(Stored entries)
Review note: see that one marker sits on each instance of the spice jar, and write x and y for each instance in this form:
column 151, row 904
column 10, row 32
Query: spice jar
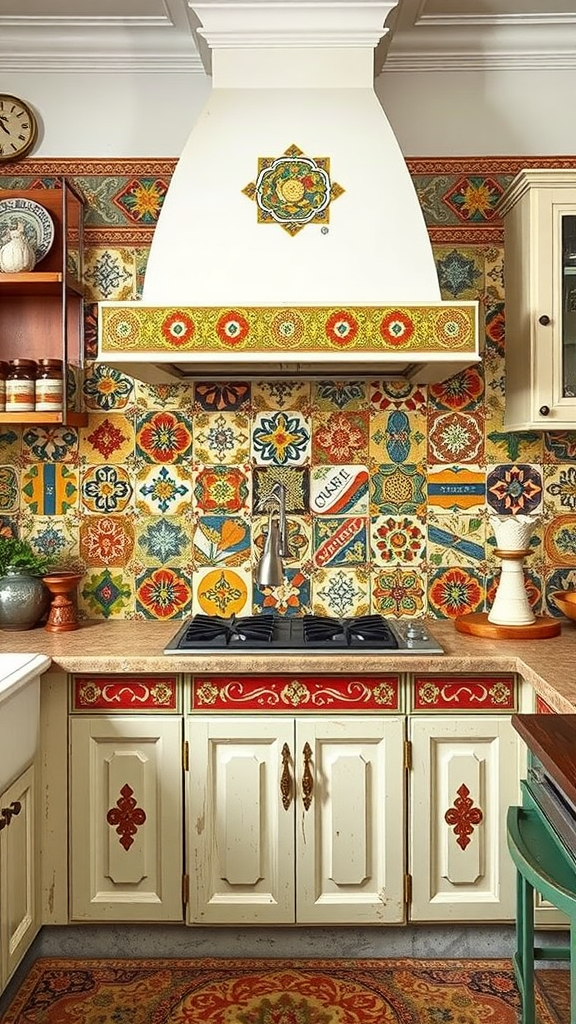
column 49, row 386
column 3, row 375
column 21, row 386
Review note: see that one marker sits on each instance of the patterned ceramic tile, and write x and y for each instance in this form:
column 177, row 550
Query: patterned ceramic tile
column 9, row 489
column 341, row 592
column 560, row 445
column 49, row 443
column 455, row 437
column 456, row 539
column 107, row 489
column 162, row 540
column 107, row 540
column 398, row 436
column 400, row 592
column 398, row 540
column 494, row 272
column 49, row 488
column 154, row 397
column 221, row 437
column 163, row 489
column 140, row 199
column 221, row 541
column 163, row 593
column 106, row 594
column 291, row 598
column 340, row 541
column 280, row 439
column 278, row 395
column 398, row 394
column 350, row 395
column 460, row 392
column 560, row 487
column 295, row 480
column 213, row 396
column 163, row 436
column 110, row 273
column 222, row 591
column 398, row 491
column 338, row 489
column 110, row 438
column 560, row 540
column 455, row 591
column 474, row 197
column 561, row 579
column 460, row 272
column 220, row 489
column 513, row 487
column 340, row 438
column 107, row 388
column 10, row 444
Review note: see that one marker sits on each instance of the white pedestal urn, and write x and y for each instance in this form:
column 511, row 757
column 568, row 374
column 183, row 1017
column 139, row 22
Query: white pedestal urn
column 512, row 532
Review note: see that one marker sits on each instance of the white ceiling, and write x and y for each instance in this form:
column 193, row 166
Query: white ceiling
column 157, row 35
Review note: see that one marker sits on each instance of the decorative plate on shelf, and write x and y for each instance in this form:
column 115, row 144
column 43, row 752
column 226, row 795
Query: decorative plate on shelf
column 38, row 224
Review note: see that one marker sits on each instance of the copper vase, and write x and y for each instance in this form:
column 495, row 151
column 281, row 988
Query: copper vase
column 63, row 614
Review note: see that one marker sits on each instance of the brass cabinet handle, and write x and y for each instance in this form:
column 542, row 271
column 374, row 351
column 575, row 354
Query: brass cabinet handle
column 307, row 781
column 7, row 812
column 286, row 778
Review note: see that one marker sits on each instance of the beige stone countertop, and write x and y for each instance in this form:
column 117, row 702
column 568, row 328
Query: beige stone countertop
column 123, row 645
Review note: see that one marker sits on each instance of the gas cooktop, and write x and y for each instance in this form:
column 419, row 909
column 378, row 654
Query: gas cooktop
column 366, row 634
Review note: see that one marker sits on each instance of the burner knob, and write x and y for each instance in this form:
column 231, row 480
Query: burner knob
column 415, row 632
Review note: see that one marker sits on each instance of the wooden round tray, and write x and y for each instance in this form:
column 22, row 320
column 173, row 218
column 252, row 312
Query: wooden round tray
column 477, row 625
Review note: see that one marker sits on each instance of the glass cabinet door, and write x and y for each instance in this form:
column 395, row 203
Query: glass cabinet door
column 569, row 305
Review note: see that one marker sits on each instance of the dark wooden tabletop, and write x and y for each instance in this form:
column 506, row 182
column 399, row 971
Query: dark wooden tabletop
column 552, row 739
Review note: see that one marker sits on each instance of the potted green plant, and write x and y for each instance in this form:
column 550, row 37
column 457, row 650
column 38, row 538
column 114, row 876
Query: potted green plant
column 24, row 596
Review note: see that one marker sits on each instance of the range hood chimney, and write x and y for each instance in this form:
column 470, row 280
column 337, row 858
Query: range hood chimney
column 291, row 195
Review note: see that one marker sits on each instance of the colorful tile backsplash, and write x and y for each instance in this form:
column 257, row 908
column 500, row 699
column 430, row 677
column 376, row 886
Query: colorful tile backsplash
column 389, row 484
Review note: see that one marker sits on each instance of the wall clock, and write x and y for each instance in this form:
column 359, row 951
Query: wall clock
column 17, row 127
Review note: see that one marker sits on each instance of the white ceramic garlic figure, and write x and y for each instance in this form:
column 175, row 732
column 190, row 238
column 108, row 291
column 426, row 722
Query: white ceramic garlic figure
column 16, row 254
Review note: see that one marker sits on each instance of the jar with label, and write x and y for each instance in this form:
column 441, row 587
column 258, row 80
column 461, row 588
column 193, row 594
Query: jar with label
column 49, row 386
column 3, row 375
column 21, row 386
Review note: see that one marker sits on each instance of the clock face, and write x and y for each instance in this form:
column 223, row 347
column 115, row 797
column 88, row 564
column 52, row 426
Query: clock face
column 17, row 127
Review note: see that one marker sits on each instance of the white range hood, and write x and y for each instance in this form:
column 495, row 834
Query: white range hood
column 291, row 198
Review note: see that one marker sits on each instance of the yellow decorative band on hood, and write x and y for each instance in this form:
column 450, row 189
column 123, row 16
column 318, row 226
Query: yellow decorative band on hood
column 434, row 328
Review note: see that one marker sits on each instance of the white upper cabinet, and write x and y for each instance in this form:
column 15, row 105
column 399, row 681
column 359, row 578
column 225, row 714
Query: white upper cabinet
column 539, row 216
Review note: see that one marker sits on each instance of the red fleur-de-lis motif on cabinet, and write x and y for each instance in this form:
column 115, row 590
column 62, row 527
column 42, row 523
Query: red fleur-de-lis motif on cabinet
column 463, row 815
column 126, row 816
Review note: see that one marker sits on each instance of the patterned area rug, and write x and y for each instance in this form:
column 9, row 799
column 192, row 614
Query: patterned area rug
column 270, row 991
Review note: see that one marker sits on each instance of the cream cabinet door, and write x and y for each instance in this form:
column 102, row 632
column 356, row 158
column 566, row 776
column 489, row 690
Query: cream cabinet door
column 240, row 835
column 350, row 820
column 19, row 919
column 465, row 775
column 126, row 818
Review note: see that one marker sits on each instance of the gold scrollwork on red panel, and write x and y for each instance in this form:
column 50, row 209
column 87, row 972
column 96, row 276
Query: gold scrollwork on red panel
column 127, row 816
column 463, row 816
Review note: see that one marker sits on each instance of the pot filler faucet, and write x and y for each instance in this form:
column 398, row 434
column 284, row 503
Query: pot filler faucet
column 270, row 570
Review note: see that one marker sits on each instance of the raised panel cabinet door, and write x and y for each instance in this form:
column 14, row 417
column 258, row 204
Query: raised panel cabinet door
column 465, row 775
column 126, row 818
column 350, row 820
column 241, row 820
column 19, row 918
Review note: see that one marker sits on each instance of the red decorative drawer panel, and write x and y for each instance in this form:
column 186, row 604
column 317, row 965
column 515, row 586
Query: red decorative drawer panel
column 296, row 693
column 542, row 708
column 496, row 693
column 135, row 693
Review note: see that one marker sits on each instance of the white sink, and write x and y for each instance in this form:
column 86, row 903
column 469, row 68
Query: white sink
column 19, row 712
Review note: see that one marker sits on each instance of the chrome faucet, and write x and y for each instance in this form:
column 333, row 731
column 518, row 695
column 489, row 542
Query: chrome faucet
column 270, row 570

■ Stated task:
Retype exactly the lines from the one containing "of the cream" through the last line of the records above, including both.

■ The reply:
Review note: see that one marker sits on each instance of the cream cabinet door, and write x and y for each instance in this form:
column 102, row 632
column 356, row 158
column 566, row 776
column 489, row 690
Query: cream cabinet door
column 240, row 835
column 350, row 820
column 19, row 919
column 465, row 775
column 126, row 818
Review note: see that one marker sits on each instance of the gold scrollwork on red panel, and write x and y for each instance in this form:
column 50, row 209
column 87, row 972
column 96, row 276
Query: gold scrollwork on red panel
column 127, row 816
column 463, row 816
Review note: see that one marker sits on each instance of the pot filler faucet, and write x and y for each instance in this form:
column 398, row 434
column 284, row 503
Query: pot filler faucet
column 270, row 570
Review note: see that one marker sits on each instance of the raised panel cabinet door, and write x and y for each instance in this form:
column 14, row 417
column 258, row 204
Query: raised panel cabinet door
column 465, row 775
column 126, row 818
column 350, row 820
column 241, row 820
column 19, row 918
Review note: see that one marker sits on each instance of the red decorative drawer panel, and write x and y for each instance in this form:
column 186, row 604
column 317, row 965
column 515, row 586
Query: red decorative drawer panel
column 296, row 693
column 542, row 708
column 496, row 693
column 135, row 693
Review note: see that one marker sits on each instance of the white sink, and write x and y for each instance in this form:
column 86, row 903
column 469, row 68
Query: white sink
column 19, row 712
Review note: see that one marker sits on each instance of the chrome faucet, and write x and y for each instance in this form:
column 333, row 731
column 518, row 695
column 489, row 542
Query: chrome faucet
column 270, row 570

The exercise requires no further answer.